## Exercise brief
Count the lines in the rows below that contain the string "black", treating uppercase and lowercase as different, and give only that number.

## Raw records
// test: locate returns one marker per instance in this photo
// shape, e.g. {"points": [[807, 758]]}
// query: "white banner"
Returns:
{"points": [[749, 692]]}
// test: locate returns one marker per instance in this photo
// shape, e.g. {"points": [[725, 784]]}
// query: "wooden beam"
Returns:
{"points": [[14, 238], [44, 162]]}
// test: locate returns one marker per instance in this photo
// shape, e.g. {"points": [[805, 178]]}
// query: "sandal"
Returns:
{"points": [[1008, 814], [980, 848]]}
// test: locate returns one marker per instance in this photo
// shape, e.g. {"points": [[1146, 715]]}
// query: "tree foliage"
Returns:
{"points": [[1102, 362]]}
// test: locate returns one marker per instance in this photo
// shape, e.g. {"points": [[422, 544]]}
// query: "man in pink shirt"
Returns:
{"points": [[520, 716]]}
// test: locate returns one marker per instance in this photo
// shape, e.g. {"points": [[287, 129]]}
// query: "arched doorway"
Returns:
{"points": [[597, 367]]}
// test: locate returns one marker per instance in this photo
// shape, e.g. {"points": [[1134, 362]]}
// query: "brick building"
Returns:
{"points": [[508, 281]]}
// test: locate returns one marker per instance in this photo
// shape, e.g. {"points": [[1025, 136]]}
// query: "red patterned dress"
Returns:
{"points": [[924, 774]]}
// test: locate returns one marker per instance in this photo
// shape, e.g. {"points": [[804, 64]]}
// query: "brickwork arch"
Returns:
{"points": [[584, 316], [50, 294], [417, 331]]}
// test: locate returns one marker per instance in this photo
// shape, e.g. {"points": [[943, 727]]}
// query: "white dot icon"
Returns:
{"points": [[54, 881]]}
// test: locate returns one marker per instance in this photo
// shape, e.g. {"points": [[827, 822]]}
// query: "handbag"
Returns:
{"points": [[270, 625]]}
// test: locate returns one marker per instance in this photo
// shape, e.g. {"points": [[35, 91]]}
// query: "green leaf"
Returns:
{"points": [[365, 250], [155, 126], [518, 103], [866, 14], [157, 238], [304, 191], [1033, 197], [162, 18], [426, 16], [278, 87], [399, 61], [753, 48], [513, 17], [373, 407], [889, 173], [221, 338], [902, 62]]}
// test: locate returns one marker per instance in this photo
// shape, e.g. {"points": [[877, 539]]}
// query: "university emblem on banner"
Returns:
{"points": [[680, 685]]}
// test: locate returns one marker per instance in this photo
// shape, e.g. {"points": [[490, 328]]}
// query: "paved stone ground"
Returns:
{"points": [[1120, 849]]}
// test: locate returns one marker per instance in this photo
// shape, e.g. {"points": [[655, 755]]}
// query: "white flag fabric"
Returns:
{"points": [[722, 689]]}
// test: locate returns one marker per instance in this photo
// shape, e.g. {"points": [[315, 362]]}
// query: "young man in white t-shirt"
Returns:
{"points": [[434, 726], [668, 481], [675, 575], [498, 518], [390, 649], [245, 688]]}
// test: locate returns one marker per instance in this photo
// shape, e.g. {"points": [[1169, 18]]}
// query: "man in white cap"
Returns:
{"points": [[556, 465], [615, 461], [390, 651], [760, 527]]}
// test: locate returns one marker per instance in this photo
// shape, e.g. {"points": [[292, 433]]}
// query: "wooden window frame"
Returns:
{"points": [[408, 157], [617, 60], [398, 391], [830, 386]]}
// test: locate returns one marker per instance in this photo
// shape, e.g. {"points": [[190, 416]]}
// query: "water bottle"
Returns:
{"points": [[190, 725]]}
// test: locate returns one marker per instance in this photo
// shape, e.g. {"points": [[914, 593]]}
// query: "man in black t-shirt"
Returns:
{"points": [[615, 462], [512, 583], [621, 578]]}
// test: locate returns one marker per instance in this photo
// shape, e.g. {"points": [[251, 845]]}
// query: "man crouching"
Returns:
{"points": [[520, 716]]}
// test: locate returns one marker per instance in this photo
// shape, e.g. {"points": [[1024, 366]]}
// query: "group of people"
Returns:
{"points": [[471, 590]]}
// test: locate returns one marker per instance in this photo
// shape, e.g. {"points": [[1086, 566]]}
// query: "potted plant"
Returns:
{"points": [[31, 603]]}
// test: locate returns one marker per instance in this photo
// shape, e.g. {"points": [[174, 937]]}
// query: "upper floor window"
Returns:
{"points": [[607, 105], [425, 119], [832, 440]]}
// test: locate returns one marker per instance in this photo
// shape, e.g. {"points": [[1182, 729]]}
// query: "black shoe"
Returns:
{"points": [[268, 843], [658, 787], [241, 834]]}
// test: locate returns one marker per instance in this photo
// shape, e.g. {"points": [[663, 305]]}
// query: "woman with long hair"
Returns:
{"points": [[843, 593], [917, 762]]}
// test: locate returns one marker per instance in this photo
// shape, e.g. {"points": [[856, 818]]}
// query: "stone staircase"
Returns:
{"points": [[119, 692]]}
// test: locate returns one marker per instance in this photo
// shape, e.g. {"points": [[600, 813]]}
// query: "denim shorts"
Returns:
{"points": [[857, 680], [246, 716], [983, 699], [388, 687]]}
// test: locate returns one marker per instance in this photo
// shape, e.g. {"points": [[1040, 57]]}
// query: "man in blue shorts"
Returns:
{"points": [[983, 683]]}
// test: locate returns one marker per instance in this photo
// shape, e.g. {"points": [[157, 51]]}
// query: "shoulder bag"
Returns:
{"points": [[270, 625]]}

## Written solution
2